* _EXERCISE INPUTS_
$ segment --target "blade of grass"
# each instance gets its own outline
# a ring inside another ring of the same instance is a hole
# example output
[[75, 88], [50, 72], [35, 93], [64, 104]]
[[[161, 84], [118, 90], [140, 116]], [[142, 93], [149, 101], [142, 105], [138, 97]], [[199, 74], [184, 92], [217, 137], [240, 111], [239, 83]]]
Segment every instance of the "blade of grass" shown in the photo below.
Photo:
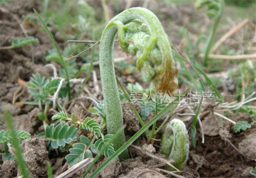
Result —
[[39, 19], [40, 21], [41, 21], [41, 23], [42, 23], [42, 24], [43, 24], [43, 25], [44, 27], [44, 29], [45, 29], [45, 30], [46, 30], [47, 33], [48, 34], [48, 35], [49, 35], [49, 36], [50, 36], [50, 38], [52, 40], [52, 42], [53, 42], [53, 44], [54, 45], [55, 48], [56, 48], [56, 49], [57, 50], [57, 52], [58, 52], [58, 53], [59, 54], [59, 57], [60, 58], [61, 60], [59, 61], [60, 63], [61, 64], [62, 66], [63, 67], [63, 68], [64, 69], [64, 71], [65, 71], [65, 73], [66, 74], [66, 75], [67, 76], [67, 85], [68, 87], [68, 92], [69, 99], [70, 100], [70, 84], [69, 82], [69, 76], [68, 73], [68, 70], [67, 69], [67, 66], [66, 66], [66, 64], [65, 63], [65, 61], [64, 61], [64, 59], [63, 59], [63, 57], [62, 57], [62, 56], [61, 55], [61, 54], [60, 53], [60, 50], [59, 49], [59, 47], [58, 46], [58, 45], [57, 45], [57, 43], [56, 43], [56, 41], [54, 39], [54, 38], [53, 38], [53, 34], [49, 30], [49, 29], [48, 29], [48, 28], [47, 27], [46, 24], [45, 24], [45, 23], [44, 23], [43, 20], [41, 17], [41, 16], [40, 16], [40, 15], [37, 12], [37, 10], [34, 8], [33, 8], [33, 9], [34, 10], [34, 12], [37, 15], [37, 16], [38, 18]]
[[48, 161], [47, 162], [47, 173], [48, 178], [53, 178], [53, 171], [52, 170], [52, 166]]
[[196, 60], [196, 58], [195, 57], [194, 55], [194, 53], [193, 53], [193, 49], [192, 49], [192, 44], [191, 43], [191, 41], [190, 40], [190, 38], [189, 37], [189, 34], [188, 33], [188, 31], [187, 30], [187, 41], [188, 44], [190, 52], [191, 53], [191, 58], [192, 59], [192, 63], [195, 64], [197, 64], [197, 61]]
[[[176, 56], [177, 58], [178, 59], [180, 60], [183, 61], [184, 62], [188, 63], [188, 62], [187, 61], [186, 59], [181, 56], [180, 55], [178, 54], [177, 53], [176, 53]], [[215, 96], [218, 98], [220, 100], [220, 101], [221, 102], [222, 102], [222, 100], [221, 99], [221, 96], [220, 94], [219, 93], [219, 91], [218, 90], [218, 89], [217, 89], [216, 86], [213, 83], [211, 80], [211, 79], [210, 79], [210, 78], [209, 77], [208, 77], [208, 76], [207, 76], [207, 74], [204, 72], [203, 72], [203, 70], [201, 70], [199, 67], [198, 67], [194, 64], [191, 63], [191, 64], [199, 73], [200, 73], [203, 75], [203, 76], [204, 77], [204, 79], [206, 81], [206, 83], [211, 88], [212, 90], [214, 92], [214, 94]]]
[[[139, 114], [139, 113], [137, 111], [137, 110], [136, 110], [135, 107], [134, 107], [134, 106], [133, 106], [133, 105], [132, 104], [132, 103], [131, 101], [131, 100], [130, 100], [130, 98], [129, 98], [129, 97], [128, 96], [128, 94], [127, 93], [127, 92], [126, 92], [126, 91], [125, 91], [124, 88], [124, 87], [122, 86], [122, 84], [121, 84], [121, 83], [120, 83], [120, 81], [119, 81], [119, 79], [116, 76], [116, 82], [117, 83], [117, 84], [118, 84], [118, 85], [119, 85], [119, 86], [121, 88], [121, 89], [122, 90], [122, 91], [123, 91], [123, 92], [124, 92], [124, 93], [125, 94], [125, 97], [126, 98], [126, 99], [129, 102], [129, 104], [130, 104], [130, 105], [131, 105], [131, 108], [132, 109], [132, 110], [133, 111], [134, 114], [135, 114], [135, 116], [136, 116], [136, 117], [137, 117], [138, 120], [139, 120], [139, 122], [140, 122], [140, 123], [142, 127], [144, 126], [145, 125], [145, 123], [144, 123], [144, 122], [143, 121], [142, 119], [141, 119], [141, 117], [140, 116], [140, 115]], [[148, 138], [150, 138], [150, 134], [149, 132], [148, 132], [148, 131], [147, 130], [146, 130], [145, 132], [146, 134], [147, 135], [147, 137]]]
[[[156, 117], [157, 114], [157, 99], [158, 98], [156, 95], [156, 106], [155, 110], [155, 117]], [[153, 124], [153, 126], [152, 126], [152, 130], [151, 131], [151, 135], [150, 136], [151, 138], [153, 138], [155, 136], [155, 129], [156, 129], [156, 122]]]
[[197, 129], [196, 128], [196, 125], [197, 121], [197, 118], [199, 115], [199, 113], [200, 111], [200, 108], [201, 107], [202, 102], [202, 101], [203, 99], [202, 97], [202, 98], [201, 98], [200, 104], [198, 105], [198, 106], [197, 107], [196, 115], [193, 118], [192, 125], [191, 125], [191, 137], [192, 138], [192, 144], [193, 145], [193, 146], [194, 147], [194, 148], [196, 148], [196, 135], [197, 133]]
[[[186, 90], [185, 91], [186, 92]], [[183, 93], [185, 93], [184, 92]], [[97, 169], [96, 169], [93, 174], [89, 176], [90, 178], [93, 178], [96, 176], [99, 173], [101, 170], [103, 170], [111, 162], [113, 161], [115, 159], [117, 158], [118, 156], [123, 151], [127, 149], [128, 147], [131, 145], [150, 126], [159, 119], [163, 114], [171, 108], [172, 105], [173, 103], [175, 102], [178, 102], [179, 98], [177, 98], [174, 100], [172, 102], [169, 104], [166, 108], [162, 110], [155, 117], [154, 117], [153, 119], [148, 122], [147, 123], [142, 127], [141, 129], [138, 131], [136, 133], [132, 136], [128, 141], [127, 141], [123, 146], [119, 148], [105, 162], [102, 164]], [[177, 105], [177, 104], [176, 105]], [[172, 109], [174, 111], [175, 108]], [[86, 173], [86, 172], [85, 173]], [[85, 177], [86, 176], [85, 173], [83, 175], [83, 177]]]
[[47, 13], [47, 10], [48, 8], [48, 4], [49, 4], [49, 0], [44, 0], [44, 7], [43, 10], [43, 14], [44, 17], [45, 18], [46, 17], [46, 14]]
[[10, 130], [10, 134], [11, 136], [11, 141], [13, 148], [15, 149], [16, 151], [15, 154], [17, 164], [19, 168], [23, 177], [29, 177], [28, 172], [27, 169], [26, 163], [24, 161], [22, 155], [22, 150], [19, 145], [19, 139], [17, 137], [14, 127], [13, 125], [12, 116], [9, 112], [6, 112], [4, 114], [5, 123]]

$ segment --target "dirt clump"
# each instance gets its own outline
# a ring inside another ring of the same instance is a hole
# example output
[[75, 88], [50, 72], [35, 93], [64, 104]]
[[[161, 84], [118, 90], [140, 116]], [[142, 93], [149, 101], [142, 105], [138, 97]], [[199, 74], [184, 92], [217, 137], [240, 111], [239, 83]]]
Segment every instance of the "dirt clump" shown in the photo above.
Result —
[[46, 147], [47, 141], [43, 138], [34, 138], [27, 139], [21, 144], [30, 177], [46, 177], [47, 161], [49, 159]]
[[20, 113], [20, 108], [11, 103], [3, 102], [1, 104], [1, 110], [3, 112], [9, 111], [13, 115], [17, 115]]
[[17, 176], [17, 168], [15, 160], [4, 161], [0, 170], [0, 177], [15, 177]]
[[37, 133], [38, 127], [42, 125], [42, 121], [37, 117], [40, 111], [39, 108], [36, 107], [27, 114], [15, 116], [14, 120], [16, 128], [30, 134]]
[[256, 160], [256, 130], [245, 136], [239, 144], [238, 151], [248, 160]]
[[[226, 120], [223, 120], [223, 127], [227, 130], [229, 130], [230, 123]], [[209, 136], [216, 136], [219, 135], [220, 130], [218, 121], [211, 115], [205, 117], [202, 121], [202, 124], [205, 135]]]
[[153, 154], [156, 152], [156, 149], [152, 144], [144, 144], [142, 147], [142, 150], [146, 152]]
[[[139, 104], [134, 103], [133, 104], [138, 113], [140, 113], [141, 109]], [[130, 104], [126, 102], [123, 102], [122, 106], [124, 122], [126, 124], [125, 130], [131, 132], [138, 131], [140, 130], [139, 120], [135, 116]]]
[[167, 177], [156, 171], [148, 168], [141, 169], [135, 168], [131, 170], [128, 174], [123, 176], [120, 175], [120, 178], [129, 178], [130, 177], [138, 177], [140, 178], [147, 178], [154, 177], [154, 178], [163, 178]]

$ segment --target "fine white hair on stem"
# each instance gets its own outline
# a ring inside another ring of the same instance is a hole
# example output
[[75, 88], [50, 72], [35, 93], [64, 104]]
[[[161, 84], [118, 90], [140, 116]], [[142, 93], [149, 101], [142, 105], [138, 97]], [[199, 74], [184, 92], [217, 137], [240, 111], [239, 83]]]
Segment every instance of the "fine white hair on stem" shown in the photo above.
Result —
[[59, 82], [59, 86], [58, 87], [57, 90], [56, 90], [56, 92], [54, 93], [54, 95], [53, 97], [53, 108], [55, 108], [56, 107], [56, 100], [58, 98], [58, 95], [59, 95], [59, 91], [60, 90], [60, 89], [62, 86], [63, 81], [64, 81], [65, 80], [65, 78], [62, 78], [60, 80], [60, 81]]
[[46, 67], [50, 67], [53, 71], [53, 78], [55, 78], [57, 77], [57, 70], [55, 65], [52, 64], [48, 64], [45, 65]]

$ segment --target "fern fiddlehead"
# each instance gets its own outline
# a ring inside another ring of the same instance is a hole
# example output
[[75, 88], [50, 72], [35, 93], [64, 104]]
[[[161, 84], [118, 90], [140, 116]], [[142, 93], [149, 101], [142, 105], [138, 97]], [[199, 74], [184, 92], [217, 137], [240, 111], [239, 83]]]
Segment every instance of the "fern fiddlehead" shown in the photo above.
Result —
[[[174, 119], [166, 126], [161, 140], [160, 152], [168, 159], [172, 159], [172, 163], [179, 170], [183, 169], [187, 162], [189, 149], [188, 135], [185, 124], [181, 120]], [[166, 168], [173, 170], [169, 166]]]
[[197, 9], [202, 8], [207, 5], [208, 7], [207, 15], [209, 18], [214, 18], [214, 22], [212, 26], [211, 34], [207, 40], [206, 48], [204, 52], [203, 59], [203, 65], [207, 65], [208, 55], [210, 52], [218, 24], [221, 20], [224, 8], [224, 0], [197, 0], [195, 4]]
[[[158, 90], [172, 92], [177, 87], [177, 71], [171, 45], [159, 20], [150, 11], [134, 8], [113, 18], [101, 36], [99, 61], [108, 133], [114, 134], [123, 127], [122, 111], [113, 61], [117, 33], [123, 50], [136, 56], [137, 67], [146, 81], [153, 81]], [[124, 132], [113, 142], [117, 150], [125, 142]], [[127, 151], [119, 157], [128, 158]]]

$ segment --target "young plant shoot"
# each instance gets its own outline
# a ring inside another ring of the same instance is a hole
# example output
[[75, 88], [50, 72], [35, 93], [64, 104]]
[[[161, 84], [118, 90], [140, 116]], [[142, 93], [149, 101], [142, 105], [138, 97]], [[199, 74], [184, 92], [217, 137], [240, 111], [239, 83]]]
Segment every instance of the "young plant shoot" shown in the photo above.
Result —
[[[156, 16], [142, 8], [126, 10], [113, 18], [104, 29], [100, 46], [100, 75], [109, 134], [123, 125], [122, 110], [113, 60], [116, 34], [122, 49], [136, 56], [137, 65], [145, 81], [152, 81], [158, 90], [172, 93], [178, 86], [170, 40]], [[125, 143], [124, 131], [113, 144], [117, 150]], [[119, 157], [128, 158], [127, 151]]]
[[[160, 152], [168, 160], [173, 159], [172, 164], [180, 170], [184, 168], [189, 151], [188, 135], [185, 124], [182, 121], [174, 119], [169, 122], [165, 128], [161, 140]], [[166, 168], [173, 169], [170, 166]]]

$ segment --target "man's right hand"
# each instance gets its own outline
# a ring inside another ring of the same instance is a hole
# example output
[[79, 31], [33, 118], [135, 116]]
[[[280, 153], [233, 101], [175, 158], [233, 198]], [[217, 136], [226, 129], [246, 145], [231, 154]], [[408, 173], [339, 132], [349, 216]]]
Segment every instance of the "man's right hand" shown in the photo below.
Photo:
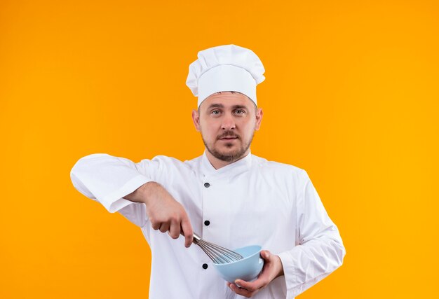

* _SET EXERCISE_
Rescale the listing from its start through the line containing "170], [52, 166]]", both ends included: write every line again, requests included, with each coordinate in the answer outlines multiplied by 0.2 and rounded to a whole number, halves up. Leave the pictures out.

* _TASK ANSWER_
$ segment --target "blade of grass"
# each instance gets its own outline
# a ring inside another ring of the same instance is a hole
# example output
[[75, 88], [50, 72], [35, 93], [64, 104]]
[[[161, 84], [118, 90], [140, 116]], [[142, 93], [149, 101], [142, 105], [138, 97]], [[199, 74], [184, 92], [217, 137], [240, 111], [239, 83]]]
Segment every instance of the "blade of grass" shown in the photo below.
Photo:
Result —
[[8, 4], [8, 4], [8, 4], [8, 5], [8, 5], [8, 5], [9, 5], [9, 5], [9, 5], [9, 6], [9, 6], [9, 6], [9, 6], [9, 7], [10, 7], [10, 7], [10, 7], [10, 7], [10, 7], [10, 8], [10, 8], [10, 8], [11, 8], [11, 9], [11, 9], [11, 10], [11, 10], [11, 10], [11, 10], [11, 10], [12, 10], [12, 11], [12, 11], [12, 11], [12, 12], [12, 12], [12, 12], [12, 13], [12, 13], [12, 13], [13, 13], [13, 14], [13, 14], [13, 14], [13, 14], [13, 15], [13, 15], [13, 15], [13, 15], [13, 17], [14, 17], [14, 18], [14, 20], [14, 20], [14, 17], [14, 16], [14, 15], [14, 15], [14, 14], [13, 14], [13, 13], [13, 13], [13, 13], [13, 13], [13, 12], [13, 12], [13, 12], [13, 12], [13, 11], [12, 11], [12, 11], [12, 11], [12, 11], [12, 11], [12, 10], [12, 10], [12, 9], [12, 9], [12, 9], [11, 9], [11, 9], [11, 9], [11, 8], [11, 8], [11, 8], [11, 8], [11, 7], [10, 6], [10, 6], [10, 6], [10, 6], [9, 5], [9, 5], [9, 5], [9, 5], [9, 5], [9, 4], [8, 3], [8, 3], [8, 3], [8, 3], [7, 2], [7, 2], [7, 2], [7, 2], [7, 2], [7, 2], [7, 2], [7, 3], [7, 3], [8, 4]]
[[10, 32], [9, 32], [9, 35], [10, 36], [11, 36], [11, 34], [10, 34], [10, 33]]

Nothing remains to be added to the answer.